** begin RECORD EXTRACTS **

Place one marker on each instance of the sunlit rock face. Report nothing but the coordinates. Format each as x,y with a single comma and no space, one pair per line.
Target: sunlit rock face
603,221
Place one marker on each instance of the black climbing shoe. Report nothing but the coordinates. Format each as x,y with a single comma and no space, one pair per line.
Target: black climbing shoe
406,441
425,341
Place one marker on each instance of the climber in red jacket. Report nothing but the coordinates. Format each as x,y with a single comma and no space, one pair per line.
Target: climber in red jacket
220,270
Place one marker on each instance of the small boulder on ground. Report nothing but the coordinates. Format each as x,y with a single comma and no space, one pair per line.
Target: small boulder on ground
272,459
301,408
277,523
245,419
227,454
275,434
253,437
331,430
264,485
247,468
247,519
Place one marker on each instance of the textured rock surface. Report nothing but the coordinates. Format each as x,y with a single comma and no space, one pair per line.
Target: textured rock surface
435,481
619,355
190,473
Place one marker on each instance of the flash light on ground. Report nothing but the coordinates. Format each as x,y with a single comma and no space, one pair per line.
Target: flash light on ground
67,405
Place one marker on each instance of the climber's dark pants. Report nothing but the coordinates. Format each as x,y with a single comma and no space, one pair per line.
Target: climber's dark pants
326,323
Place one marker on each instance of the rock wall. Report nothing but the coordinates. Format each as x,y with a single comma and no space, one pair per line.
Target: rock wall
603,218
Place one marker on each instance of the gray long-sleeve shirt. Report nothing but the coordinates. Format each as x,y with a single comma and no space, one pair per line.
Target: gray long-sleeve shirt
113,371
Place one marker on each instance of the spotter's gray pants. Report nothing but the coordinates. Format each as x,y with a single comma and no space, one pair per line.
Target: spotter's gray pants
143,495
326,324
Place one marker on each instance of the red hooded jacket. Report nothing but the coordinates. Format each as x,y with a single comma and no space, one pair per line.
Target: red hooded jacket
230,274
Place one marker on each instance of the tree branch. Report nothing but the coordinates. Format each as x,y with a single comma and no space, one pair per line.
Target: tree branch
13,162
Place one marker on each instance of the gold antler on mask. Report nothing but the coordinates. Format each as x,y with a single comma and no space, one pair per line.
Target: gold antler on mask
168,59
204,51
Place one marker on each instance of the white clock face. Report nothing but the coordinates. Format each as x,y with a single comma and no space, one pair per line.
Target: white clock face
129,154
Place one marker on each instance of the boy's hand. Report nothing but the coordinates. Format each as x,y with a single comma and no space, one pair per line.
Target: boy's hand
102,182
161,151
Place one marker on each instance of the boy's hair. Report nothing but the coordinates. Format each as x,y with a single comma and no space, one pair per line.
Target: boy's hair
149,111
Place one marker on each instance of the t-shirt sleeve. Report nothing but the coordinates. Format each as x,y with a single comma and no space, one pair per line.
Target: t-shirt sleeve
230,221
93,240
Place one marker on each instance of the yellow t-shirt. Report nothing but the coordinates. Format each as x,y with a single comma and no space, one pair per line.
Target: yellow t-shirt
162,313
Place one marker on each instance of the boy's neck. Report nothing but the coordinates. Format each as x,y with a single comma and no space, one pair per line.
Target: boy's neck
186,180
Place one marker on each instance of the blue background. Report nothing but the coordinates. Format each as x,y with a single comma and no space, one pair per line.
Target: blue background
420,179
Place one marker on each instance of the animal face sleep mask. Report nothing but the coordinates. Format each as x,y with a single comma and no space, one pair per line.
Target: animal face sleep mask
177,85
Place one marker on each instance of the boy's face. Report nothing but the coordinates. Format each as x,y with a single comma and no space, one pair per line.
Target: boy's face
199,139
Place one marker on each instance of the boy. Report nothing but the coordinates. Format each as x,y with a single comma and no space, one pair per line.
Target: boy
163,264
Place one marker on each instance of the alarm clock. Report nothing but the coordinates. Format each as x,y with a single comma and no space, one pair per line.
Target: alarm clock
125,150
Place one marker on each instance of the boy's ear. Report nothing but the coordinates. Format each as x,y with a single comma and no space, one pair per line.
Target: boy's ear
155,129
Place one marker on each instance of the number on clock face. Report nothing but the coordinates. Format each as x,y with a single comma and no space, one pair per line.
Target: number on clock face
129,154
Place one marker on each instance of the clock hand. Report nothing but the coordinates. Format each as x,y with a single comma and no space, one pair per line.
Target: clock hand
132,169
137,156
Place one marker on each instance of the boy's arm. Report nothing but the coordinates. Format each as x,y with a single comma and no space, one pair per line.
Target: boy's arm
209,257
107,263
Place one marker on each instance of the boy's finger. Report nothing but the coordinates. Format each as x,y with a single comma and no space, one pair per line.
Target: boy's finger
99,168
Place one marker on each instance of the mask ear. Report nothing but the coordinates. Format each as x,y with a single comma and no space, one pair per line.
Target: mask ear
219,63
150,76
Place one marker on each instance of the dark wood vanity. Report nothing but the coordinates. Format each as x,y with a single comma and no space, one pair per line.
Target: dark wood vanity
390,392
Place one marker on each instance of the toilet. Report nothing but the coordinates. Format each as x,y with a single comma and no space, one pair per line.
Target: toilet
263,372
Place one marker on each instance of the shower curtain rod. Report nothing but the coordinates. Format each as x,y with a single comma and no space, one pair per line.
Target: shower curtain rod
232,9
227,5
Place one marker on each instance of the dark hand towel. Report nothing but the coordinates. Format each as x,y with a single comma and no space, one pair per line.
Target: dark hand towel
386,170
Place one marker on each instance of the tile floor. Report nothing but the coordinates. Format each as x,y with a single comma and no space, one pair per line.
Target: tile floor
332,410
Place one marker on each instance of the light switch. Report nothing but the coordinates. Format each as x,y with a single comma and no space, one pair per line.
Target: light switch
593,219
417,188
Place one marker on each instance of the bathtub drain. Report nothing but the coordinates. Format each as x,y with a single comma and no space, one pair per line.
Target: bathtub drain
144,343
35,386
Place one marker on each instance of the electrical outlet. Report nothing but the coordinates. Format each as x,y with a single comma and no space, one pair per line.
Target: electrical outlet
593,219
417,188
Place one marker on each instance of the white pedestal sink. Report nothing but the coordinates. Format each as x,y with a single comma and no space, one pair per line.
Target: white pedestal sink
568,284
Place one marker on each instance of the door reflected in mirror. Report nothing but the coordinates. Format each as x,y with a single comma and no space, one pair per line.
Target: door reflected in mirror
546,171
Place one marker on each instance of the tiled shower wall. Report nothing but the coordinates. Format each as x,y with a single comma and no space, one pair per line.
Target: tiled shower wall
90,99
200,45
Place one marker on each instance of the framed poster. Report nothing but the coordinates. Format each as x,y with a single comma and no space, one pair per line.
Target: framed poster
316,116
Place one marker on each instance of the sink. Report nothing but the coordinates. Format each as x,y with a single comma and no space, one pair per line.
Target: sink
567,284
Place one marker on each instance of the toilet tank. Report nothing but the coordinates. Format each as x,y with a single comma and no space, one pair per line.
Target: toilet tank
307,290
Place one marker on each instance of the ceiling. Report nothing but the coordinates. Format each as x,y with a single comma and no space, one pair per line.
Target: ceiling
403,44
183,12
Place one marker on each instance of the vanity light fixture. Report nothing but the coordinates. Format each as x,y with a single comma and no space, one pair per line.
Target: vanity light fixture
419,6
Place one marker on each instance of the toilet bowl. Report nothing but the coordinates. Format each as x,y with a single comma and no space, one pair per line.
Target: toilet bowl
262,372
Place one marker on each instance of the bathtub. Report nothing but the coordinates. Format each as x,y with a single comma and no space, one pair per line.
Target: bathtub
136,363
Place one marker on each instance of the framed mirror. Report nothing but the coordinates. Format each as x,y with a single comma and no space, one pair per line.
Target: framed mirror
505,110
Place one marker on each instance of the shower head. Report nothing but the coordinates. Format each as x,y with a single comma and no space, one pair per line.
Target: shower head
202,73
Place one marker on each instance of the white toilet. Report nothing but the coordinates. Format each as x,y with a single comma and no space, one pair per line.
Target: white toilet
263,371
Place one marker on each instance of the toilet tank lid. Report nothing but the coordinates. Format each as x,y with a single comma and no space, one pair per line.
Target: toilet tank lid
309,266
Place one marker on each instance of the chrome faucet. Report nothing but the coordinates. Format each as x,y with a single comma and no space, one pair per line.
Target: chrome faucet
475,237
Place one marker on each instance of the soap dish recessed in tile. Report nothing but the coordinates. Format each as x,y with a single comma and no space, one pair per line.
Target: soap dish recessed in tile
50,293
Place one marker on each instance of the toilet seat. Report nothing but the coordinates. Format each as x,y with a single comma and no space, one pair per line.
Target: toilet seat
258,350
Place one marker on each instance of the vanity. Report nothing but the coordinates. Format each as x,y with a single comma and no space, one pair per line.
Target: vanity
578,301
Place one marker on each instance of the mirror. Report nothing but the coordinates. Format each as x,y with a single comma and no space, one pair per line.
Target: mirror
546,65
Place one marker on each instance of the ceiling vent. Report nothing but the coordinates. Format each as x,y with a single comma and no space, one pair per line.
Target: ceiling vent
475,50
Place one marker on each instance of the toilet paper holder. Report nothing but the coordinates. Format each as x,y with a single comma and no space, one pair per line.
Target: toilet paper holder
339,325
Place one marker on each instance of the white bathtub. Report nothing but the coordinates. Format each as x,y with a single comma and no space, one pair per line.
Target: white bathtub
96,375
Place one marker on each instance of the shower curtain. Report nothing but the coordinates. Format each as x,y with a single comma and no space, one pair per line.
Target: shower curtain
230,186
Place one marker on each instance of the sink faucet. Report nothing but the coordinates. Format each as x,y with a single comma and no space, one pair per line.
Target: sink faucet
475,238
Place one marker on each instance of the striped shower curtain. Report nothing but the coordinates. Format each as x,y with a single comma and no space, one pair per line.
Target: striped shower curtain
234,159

** end RECORD EXTRACTS **

Everything from the line containing "Place one marker on each instance of the mirror." to the end of the data above should be quoted exactly, please, both ends included, and nothing outside that span.

Place one marker on each instance of the mirror. Report nothing but the coordinates. Format each as x,y with a single comma and no space, one pair per line.
Target: mirror
546,65
Place one marker on each instance of the ceiling vent. Report nothing but the coordinates. Format each as x,y with a single comma and no space, one pair per line.
Target: ceiling vent
475,50
Place one marker on each instance of the toilet paper holder. Report nothing but the coordinates. Format each as x,y with a single comma and no space, one pair per line.
Target: toilet paper holder
339,325
Place one marker on each instance of the white bathtub. Report nothing but the coordinates. Format each as x,y with a single comma and no space, one pair per line.
Target: white bathtub
96,375
Place one marker on each instance of the shower curtain. Report nothing but the coordinates. Format each as x,y with a single comma and no space, one pair per line.
Target: shower curtain
230,186
Place one marker on each instance of the sink faucet. Report nothing but the coordinates. Format each as x,y with a single comma and no space, one pair per line.
Target: sink faucet
475,238
Place one marker on each instance of the striped shower curtain. Report nothing but the coordinates. Format each as x,y with a single comma and no space, one pair per line.
Target: striped shower curtain
234,159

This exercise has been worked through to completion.